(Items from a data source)
=== Section Start ===

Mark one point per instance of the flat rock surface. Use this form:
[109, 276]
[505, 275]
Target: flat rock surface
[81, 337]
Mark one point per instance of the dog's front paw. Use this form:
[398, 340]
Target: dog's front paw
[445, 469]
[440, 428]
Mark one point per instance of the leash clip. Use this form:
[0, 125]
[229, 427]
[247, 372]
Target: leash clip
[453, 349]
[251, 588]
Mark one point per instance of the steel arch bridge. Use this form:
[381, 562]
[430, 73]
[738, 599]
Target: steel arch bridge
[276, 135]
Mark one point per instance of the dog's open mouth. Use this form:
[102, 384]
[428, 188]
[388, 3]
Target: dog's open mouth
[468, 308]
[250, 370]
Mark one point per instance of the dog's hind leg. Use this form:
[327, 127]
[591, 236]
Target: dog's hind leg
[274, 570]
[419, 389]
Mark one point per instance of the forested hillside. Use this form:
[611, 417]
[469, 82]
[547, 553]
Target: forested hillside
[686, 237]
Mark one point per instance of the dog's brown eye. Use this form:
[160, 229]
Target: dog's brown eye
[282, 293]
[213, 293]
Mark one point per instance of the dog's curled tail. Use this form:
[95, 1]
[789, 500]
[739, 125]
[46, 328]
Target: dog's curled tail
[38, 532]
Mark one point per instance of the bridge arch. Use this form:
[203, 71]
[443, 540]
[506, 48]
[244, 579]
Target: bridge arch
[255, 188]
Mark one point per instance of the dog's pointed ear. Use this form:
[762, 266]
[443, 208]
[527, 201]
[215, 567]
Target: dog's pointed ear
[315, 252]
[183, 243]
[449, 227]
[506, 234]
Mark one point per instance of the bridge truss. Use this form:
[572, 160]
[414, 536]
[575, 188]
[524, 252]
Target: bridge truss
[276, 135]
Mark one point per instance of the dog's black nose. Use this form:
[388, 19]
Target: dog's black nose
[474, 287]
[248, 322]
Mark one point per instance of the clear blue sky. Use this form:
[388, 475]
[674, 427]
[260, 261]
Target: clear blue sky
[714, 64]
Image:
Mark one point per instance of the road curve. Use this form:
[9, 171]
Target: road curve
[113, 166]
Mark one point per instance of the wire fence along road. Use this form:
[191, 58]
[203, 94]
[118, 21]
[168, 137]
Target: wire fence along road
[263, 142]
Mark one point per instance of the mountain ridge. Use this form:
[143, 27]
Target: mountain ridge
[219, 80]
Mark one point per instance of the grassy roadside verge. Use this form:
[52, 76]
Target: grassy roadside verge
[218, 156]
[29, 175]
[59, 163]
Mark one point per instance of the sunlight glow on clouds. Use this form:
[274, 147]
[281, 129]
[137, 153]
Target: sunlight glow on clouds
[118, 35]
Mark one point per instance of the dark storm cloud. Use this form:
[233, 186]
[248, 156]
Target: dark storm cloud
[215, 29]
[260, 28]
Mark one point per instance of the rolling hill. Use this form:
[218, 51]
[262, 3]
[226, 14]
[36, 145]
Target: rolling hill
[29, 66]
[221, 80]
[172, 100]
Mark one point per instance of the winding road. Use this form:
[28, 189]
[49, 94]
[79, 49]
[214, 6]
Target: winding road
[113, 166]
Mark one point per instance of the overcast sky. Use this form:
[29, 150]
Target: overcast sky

=== Section End ===

All of the records above should be repeated exactly.

Mark one point per instance of the flat rock surface. Use this form:
[109, 276]
[505, 275]
Target: flat rock surface
[81, 337]
Mark one point per instance of the dog's front paw. Use this form:
[398, 340]
Target: dog's front paw
[445, 469]
[440, 428]
Mark one point per instance of the leash clip. Use this form:
[0, 125]
[229, 427]
[247, 372]
Target: leash clip
[453, 349]
[251, 588]
Mark one point per instance of the steel arch bridge. Use this form:
[381, 562]
[430, 73]
[738, 599]
Target: steel arch bridge
[276, 135]
Mark one point per instance of the dog's open mouth. Use this form:
[102, 384]
[428, 188]
[388, 3]
Target: dog's open mouth
[468, 308]
[250, 370]
Mark one point per instance of the dog's hind leg. Use this form:
[327, 127]
[591, 236]
Target: dog's hind leg
[274, 570]
[419, 389]
Mark one point per instance of the forested hillside. Use this form:
[611, 417]
[469, 82]
[547, 553]
Target: forested hillside
[686, 237]
Mark one point per instance of the dog's brown eye. Use this form:
[160, 229]
Target: dog's brown eye
[282, 293]
[213, 293]
Mark one point per instance of the dog's curled tail. Use this form:
[95, 1]
[789, 500]
[739, 125]
[46, 328]
Target: dog's curled tail
[38, 532]
Mark one point per instance of the bridge arch. Use this form:
[203, 71]
[443, 540]
[506, 48]
[244, 579]
Target: bridge arch
[255, 188]
Mark one point per instance of the dog's pointed ear. Use this form:
[762, 266]
[443, 208]
[527, 201]
[215, 567]
Target: dog's pointed ear
[315, 252]
[183, 243]
[449, 227]
[506, 234]
Mark one point per instance of the bridge truss. Use this form:
[572, 160]
[414, 536]
[575, 188]
[524, 252]
Target: bridge truss
[276, 135]
Mark one point per instance of the dog's black nose. Use this form:
[388, 19]
Target: dog's black nose
[474, 287]
[248, 322]
Mark one point per instance of the clear blue sky. Use this form:
[388, 475]
[674, 427]
[260, 261]
Target: clear blue sky
[714, 64]
Image:
Mark one point per instance of the road curve. Use this form:
[9, 171]
Target: road curve
[113, 166]
Mark one point per instance of the wire fence along road. Use this form:
[191, 58]
[203, 94]
[118, 21]
[168, 137]
Target: wire fence along road
[263, 142]
Mark one point per instance of the mountain ridge. Use this form:
[143, 27]
Target: mountain ridge
[219, 80]
Mark one point per instance of the grassy roadside verge. Use this form:
[52, 76]
Target: grassy roadside verge
[218, 156]
[29, 175]
[59, 163]
Mark one point per instance of the sunlight glow on clouds. Use this form:
[274, 147]
[281, 129]
[137, 153]
Target: sunlight glow on clouds
[118, 35]
Mark one point per instance of the dark storm cloud. Use this form:
[233, 186]
[248, 156]
Target: dark storm cloud
[215, 29]
[260, 28]
Mark one point per instance of the rolling hill. Use this form:
[218, 51]
[262, 3]
[226, 14]
[36, 145]
Target: rolling hill
[29, 66]
[221, 80]
[172, 100]
Mark one point per instance of the winding road. Use this form:
[28, 189]
[49, 94]
[79, 49]
[214, 6]
Target: winding road
[113, 166]
Mark one point per instance of the overcast sky. Use this form:
[29, 150]
Target: overcast sky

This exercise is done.